**Consigne de travail:** D'après l'extrait, l'histoire de l'homme est avant tout une histoire de quoi ?

Il y a bien longtemps que Céline n’est plus un peintre, qu’elle n’a plus à prouver sa place dans l’histoire de l’Art – Parce que c’est bien de cette grande histoire
qu’elle fait désormais partie. Céline, ses femmes, ses âmes, ses témoins, ses anges s’inscrivent dans une extraordinaire continuité,
dans le sillage des plus majestueux messagers, révélateurs d’une humanité transcendée depuis sa force, son équilibre, sa vérité, source, féminité. L’histoire de l’homme est avant tout une histoire de femme. L’univers, la terre sont une histoire de fécondité, de création
– qu’importe le moyen de naître, de voir, d’apparaître, d’explorer, de dire – Tout part de la matrice et de son accompagnement, de cette douceur, bienveillance maternelle.
L’artiste n’a ici jamais été aussi fidèle,authentique, aussi proche de sa définition.Et sa peinture le sait bien. Non … Céline n’est plus un peintre … elle est simplement devenue le support d’une entrée,
d’un passage phénoménal, paranormal … appelez cela comme vous voudrez – d’une parole, peinte, avec d’infinies précautions;
le socle de vos sentiments, de vos exaltations, de vos doutes, de votre devenir avec une fragilité, justesse et toujours cette bienveillance inouïe, magistrale, salutaire.

**Données fournies:**
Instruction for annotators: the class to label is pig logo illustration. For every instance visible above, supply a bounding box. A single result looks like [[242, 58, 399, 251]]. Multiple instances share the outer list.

**Réponse à l'exercice:** Une histoire de femme.